> Using the information:
**a)** Repeat the passage from the text on Epicurean eating habits, starting at "Don’t eat alone." and ending at "Seneca Epistles 21.7.".
**b)** In the text on Epicurean eating habits, on what date did the Epicureans hold their gathering for Epicurus' birthday?

> Study text:
This isn’t to say that Epicurus had any particular commitment to meat-eating. Rack of lamb is not essential to happiness. Beans and tofu are often cheaper protein sources. If a society collectively decided that it would like to enforce certain animal welfare standards because gratuitous cruelty is detrimental to human character, or to come up with some kind of methane tax that raised the price of beef for climate change reasons, I don’t think Epicureans would say such things are inherently beyond the scope of reasonable policy aimed at long-term human well-being. (Overall, we don’t get too upset about the existence of legal requirements one way or the other—the path of lowest friction is to follow the rules, which rarely affect our fundamental happiness.)
In short: both carnivores and vegetarians are welcome in the Garden.
7. Your dining companions are more important than your food.
Eat simply, cheaply, and healthily. Enjoy your food, including meat if you wish. One of the most pleasure-boosting pieces of Epicurean dining advice, however, doesn’t have anything to do with the food itself. What is even more important is the company you dine in:
I must draw on Epicurus. He says “You must think first about whom you eat and drink with, rather than what you eat and drink. For to eat without a friend is to live the life of a lion or wolf.” (Seneca, Epistles 19.10)
The Epicureans were famous for their feasts and friendships. Diogenes Laertius tells us of their numerous gatherings, most notably for Epicurus’ birthday on the Tenth of Gamelion and for the Twentieth of every month (the eikas) in memory of both Epicurus and Metrodorus (10.18). One charming epigram from Philodemus, the leader of the 1st century BCE Epicurean community on the Bay of Naples, conveys an invitation to one of these Twentieth feasts:
Tomorrow, friend Piso, your musical comrade drags you to his modest digs at three in the afternoon, Feeding you at your annual visit to the Twentieth. If you will miss udders and Bromian wine mis en bouteilles in Chios, Yet you will see faithful comrades, yet you will hear things far sweeter than the land of the Phaeacians…
(Epigram 27, translated by David Sider)
This doesn’t mean you need to host or attend big, lively gatherings every night. But it does shine a light on an important truth about the pleasure of eating: good companionship adds more enjoyment than culinary sophistication. Avoid eating alone, phone in hand or TV before you. Conversation is better.
Recap
If you would like to not merely read Epicurean philosophy, but practice it, then your eating habits should look something like this:
Eat simply.
Sometimes, eat very simply.
Enjoy your food.
Spend less money than normal people.
Don’t eat junk; don’t eat too much.
Eat meat if you want to.
Don’t eat alone.
The rules aren’t complicated. They have a good deal of flexibility. They save money and improve health. And every one of them shares the same underlying goal: they increase the pleasure of living.
In the same vein are Letter to Menoeceus 130-132, Vatican Saying 33, and Seneca Epistles 21.7.

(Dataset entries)

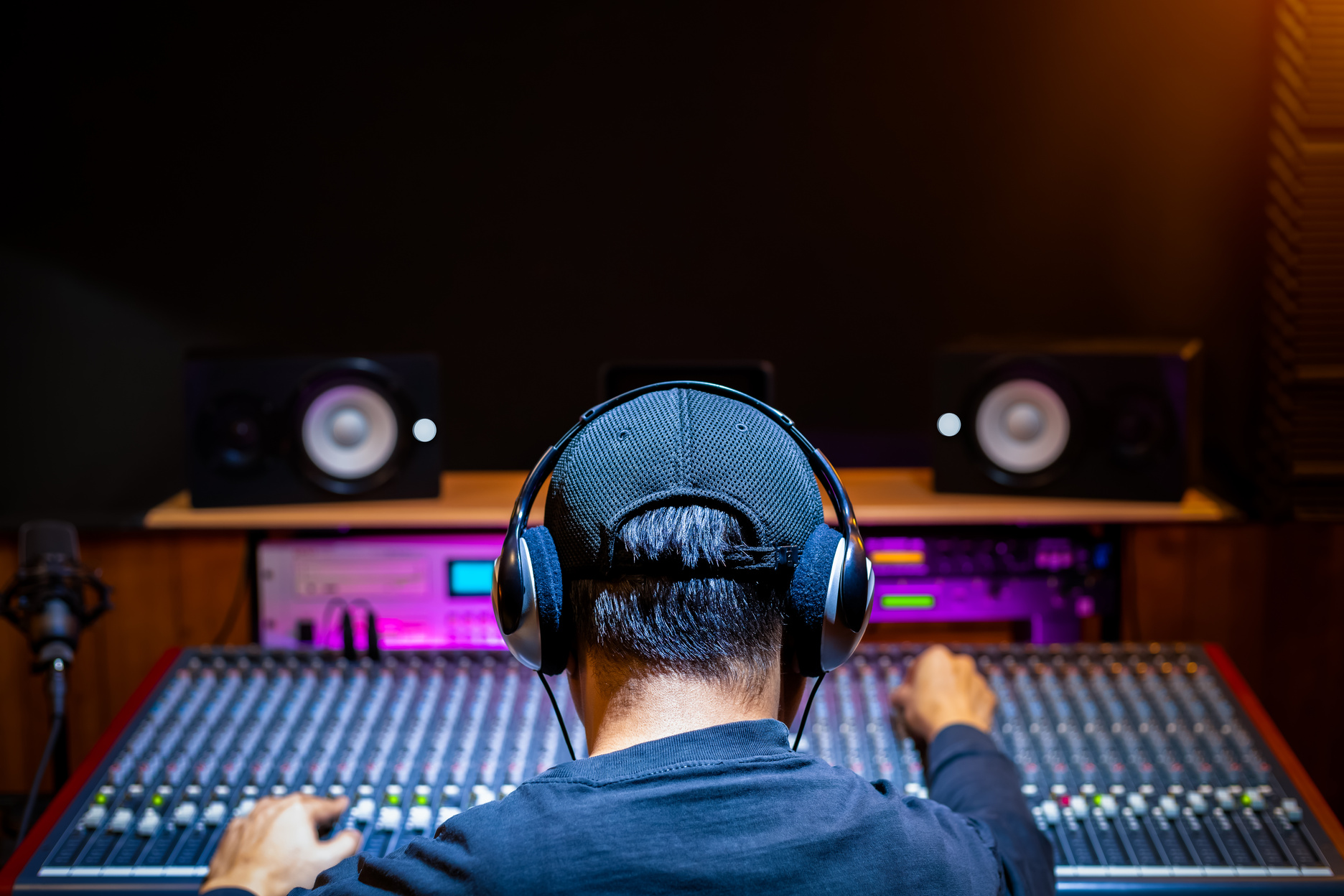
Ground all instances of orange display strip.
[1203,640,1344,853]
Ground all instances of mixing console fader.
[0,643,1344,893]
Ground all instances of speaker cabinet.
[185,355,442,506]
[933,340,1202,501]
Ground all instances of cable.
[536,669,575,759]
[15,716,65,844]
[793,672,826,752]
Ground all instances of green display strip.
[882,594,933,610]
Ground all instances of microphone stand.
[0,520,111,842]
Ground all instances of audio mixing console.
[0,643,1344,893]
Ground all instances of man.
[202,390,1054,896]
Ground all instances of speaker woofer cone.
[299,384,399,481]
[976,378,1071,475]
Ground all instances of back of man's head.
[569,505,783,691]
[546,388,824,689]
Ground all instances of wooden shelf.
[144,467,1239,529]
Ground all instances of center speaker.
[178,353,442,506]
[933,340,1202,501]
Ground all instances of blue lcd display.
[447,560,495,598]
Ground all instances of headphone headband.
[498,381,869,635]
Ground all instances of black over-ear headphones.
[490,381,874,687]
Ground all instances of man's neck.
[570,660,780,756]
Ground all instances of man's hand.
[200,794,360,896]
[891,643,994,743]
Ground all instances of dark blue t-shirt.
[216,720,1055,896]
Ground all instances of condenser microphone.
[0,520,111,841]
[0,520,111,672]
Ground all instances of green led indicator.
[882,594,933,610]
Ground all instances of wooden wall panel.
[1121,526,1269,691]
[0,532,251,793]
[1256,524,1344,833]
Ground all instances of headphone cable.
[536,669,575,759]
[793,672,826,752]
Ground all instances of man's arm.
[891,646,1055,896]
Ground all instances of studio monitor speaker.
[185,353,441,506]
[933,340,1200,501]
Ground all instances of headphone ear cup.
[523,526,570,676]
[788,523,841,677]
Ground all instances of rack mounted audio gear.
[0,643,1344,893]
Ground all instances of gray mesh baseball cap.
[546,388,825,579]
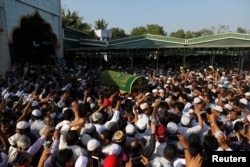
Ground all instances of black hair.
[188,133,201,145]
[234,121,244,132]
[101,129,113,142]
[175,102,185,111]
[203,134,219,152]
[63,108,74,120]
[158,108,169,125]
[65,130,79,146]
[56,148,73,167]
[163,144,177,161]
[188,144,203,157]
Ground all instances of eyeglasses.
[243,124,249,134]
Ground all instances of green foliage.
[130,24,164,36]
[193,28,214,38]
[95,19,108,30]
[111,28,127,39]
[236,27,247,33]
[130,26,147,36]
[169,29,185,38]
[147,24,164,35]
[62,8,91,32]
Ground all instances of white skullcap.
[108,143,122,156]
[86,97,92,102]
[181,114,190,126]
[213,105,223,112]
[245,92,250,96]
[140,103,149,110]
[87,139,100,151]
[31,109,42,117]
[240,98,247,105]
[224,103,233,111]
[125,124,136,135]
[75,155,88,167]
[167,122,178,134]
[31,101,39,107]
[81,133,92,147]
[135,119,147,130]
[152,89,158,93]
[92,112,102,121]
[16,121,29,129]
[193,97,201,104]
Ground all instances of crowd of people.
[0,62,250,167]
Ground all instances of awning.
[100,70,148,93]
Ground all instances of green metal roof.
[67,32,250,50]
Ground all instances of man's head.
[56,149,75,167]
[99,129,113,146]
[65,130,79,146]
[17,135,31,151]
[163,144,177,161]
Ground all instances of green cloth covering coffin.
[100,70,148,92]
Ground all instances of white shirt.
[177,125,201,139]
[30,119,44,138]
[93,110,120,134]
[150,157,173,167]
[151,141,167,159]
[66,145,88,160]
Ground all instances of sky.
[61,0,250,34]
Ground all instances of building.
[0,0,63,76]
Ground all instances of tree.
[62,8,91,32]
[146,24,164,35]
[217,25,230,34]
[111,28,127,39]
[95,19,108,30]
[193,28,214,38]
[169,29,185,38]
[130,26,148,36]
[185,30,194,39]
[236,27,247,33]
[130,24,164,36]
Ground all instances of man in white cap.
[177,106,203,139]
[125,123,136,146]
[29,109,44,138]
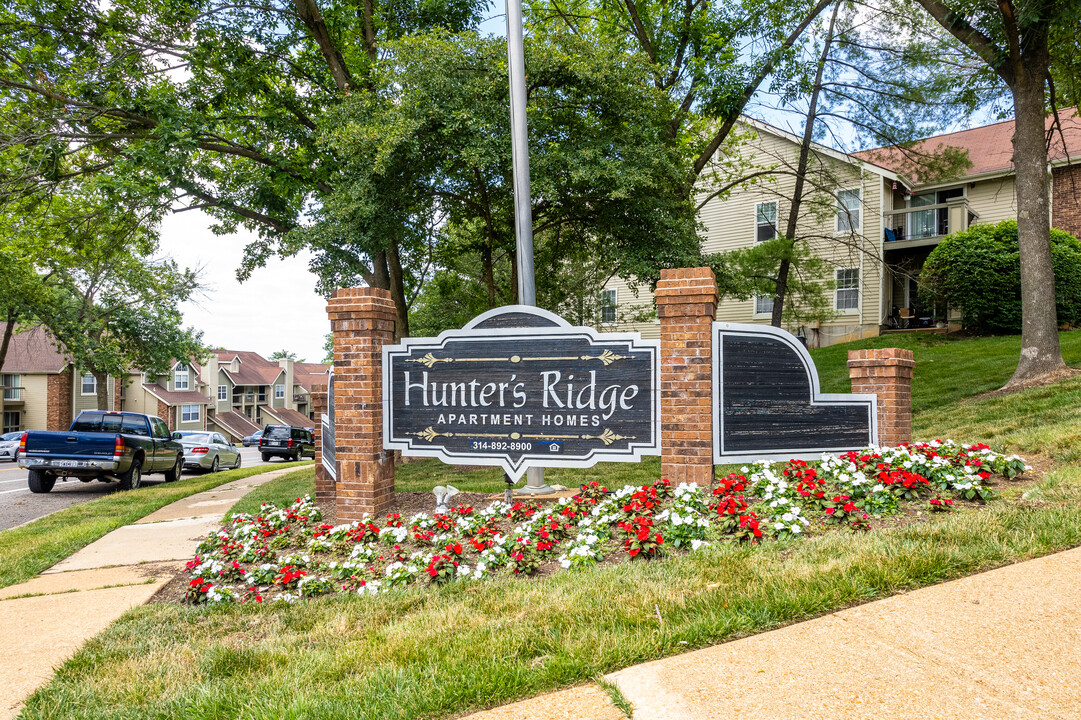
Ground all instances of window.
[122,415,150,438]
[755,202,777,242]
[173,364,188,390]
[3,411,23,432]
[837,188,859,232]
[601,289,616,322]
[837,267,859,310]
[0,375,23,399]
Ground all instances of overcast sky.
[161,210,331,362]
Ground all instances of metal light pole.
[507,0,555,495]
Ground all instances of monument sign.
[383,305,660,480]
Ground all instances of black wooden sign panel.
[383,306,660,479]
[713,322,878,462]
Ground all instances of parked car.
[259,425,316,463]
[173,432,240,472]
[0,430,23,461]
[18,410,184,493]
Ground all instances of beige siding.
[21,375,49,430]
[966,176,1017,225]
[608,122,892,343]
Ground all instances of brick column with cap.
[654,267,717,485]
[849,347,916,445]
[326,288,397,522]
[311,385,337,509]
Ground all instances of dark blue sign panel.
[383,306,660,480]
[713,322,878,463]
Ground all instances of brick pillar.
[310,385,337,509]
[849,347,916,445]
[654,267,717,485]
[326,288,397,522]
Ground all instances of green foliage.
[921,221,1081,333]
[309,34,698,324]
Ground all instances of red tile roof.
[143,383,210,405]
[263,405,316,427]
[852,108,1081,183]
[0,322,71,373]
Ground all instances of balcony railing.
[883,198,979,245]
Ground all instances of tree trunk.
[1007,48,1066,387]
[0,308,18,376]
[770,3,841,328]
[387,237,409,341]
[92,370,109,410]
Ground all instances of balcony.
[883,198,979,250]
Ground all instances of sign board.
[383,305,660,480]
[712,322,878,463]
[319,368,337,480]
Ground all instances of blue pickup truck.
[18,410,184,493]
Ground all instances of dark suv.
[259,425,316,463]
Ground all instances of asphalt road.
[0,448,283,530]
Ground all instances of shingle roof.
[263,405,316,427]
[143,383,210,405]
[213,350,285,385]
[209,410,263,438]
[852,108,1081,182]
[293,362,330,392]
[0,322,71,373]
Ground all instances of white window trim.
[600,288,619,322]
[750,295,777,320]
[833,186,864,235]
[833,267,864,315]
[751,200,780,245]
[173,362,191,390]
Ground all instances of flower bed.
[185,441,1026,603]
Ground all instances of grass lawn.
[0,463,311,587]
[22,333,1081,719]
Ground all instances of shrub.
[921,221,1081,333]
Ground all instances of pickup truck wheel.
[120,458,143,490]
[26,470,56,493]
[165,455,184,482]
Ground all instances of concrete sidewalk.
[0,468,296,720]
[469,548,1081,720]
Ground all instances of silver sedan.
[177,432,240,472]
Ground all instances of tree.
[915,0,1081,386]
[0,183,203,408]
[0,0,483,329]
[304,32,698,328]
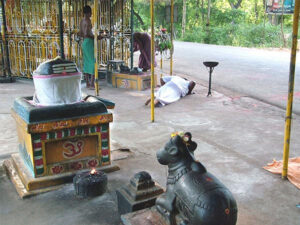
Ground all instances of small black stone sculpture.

> Your responses:
**a)**
Don’t eat alone.
The rules aren’t complicated. They have a good deal of flexibility. They save money and improve health. And every one of them shares the same underlying goal: they increase the pleasure of living.
In the same vein are Letter to Menoeceus 130-132, Vatican Saying 33, and Seneca Epistles 21.7.

**b)** The Tenth of Gamelion.